>> BEGIN TEXT EXCERPT
It’s the same with human beginnings too. We were once babies, children, teenagers before we got to adulthood. Not saying we are scary (some definitely are!)

I’ve recently been given more responsibility at work, when I say responsibility I mean I’ve been given another department to look after which is great because it means they must like me enough and trust me enough to do this.

Taking on new bits on top of current stuff slowly and doing more. I really do feel like I’m bettering myself if that’s a thing. For awhile I’ve been thinking “oh I’m not valued enough here” or “I work hardย and no-one notices” or “I’m being taken for a mug here”

Which is a normal thing to feel after you’ve been in the same job for a few years and I was starting to look elsewhere when this opportunity lands on my lap.

I’ll be even busier than usual and hopefully will be valued a bit more. I may be young but I’m not an idiot. There are definitely a few people at my work who because they’re older, think they know better than me. Ageist grannies.

I’m not saying I know everything because I definitely don’t and I still have lots to learn but some of the stuff I do actually know. My manager told me in my last review that I should stand up for myself if I think I’m right but it’s sods law the one time you do it and you’re actually wrong… that worries me.

But yeah, work is getting a bit better at the moment. I’m not hanging around with some of the people who use to bring me down. I’m feeling a lot happier but also tired. You never really notice how tiring learning and concentrating can actually be!
>> END TEXT EXCERPT
• _TASK A_:
From the excerpt about work:
(i) What extra responsibility has the writer been given at work?
(ii) What did the writer's manager say in the last review?
(iii) Besides happier, how does the writer say they are feeling?
>> BEGIN EXCERPTED DATA
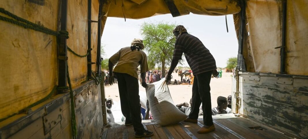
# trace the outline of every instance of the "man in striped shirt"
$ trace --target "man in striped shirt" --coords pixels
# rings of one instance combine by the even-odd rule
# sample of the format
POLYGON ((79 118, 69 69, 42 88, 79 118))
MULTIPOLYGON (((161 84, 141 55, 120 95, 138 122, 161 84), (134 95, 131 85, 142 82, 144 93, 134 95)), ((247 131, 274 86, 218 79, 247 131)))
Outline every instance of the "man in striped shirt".
POLYGON ((195 123, 198 122, 199 108, 202 103, 205 125, 198 130, 198 133, 206 133, 214 131, 215 127, 212 117, 210 82, 212 73, 215 77, 218 74, 215 59, 202 42, 197 37, 188 34, 183 26, 176 26, 173 29, 173 33, 176 40, 171 65, 166 77, 167 80, 171 79, 171 74, 179 60, 182 59, 184 53, 194 76, 191 111, 184 121, 195 123))

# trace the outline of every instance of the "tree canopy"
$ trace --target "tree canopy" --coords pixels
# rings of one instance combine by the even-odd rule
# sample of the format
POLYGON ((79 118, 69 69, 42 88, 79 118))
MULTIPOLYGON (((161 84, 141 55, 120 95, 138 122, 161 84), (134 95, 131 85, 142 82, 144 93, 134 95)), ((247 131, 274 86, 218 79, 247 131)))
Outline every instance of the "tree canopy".
POLYGON ((237 58, 236 57, 231 57, 228 59, 227 61, 227 69, 232 71, 234 69, 237 64, 237 58))
MULTIPOLYGON (((175 25, 162 22, 144 22, 140 27, 144 50, 148 54, 148 63, 151 65, 149 68, 152 68, 154 64, 161 67, 162 70, 164 71, 165 66, 170 65, 172 60, 176 41, 172 31, 175 25)), ((181 61, 179 63, 182 62, 181 61)), ((164 76, 165 72, 162 72, 164 76)))

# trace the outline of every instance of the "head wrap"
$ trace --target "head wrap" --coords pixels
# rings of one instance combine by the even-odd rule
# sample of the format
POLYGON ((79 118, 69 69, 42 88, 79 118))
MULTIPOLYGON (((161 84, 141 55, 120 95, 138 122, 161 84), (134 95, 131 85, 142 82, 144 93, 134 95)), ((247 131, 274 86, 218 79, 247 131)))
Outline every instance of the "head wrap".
>> END EXCERPTED DATA
• _TASK B_: Which lines of the records contain the string "wrap"? Show each of them, treating uppercase and lowercase as different.

• _COMPLETE ANSWER A_:
(i) Another department to look after.
(ii) That the writer should stand up for themselves if they think they're right.
(iii) Tired.

• _COMPLETE ANSWER B_:
# trace the outline of every instance of the "head wrap"
$ trace --target "head wrap" --coords pixels
Outline every instance of the "head wrap".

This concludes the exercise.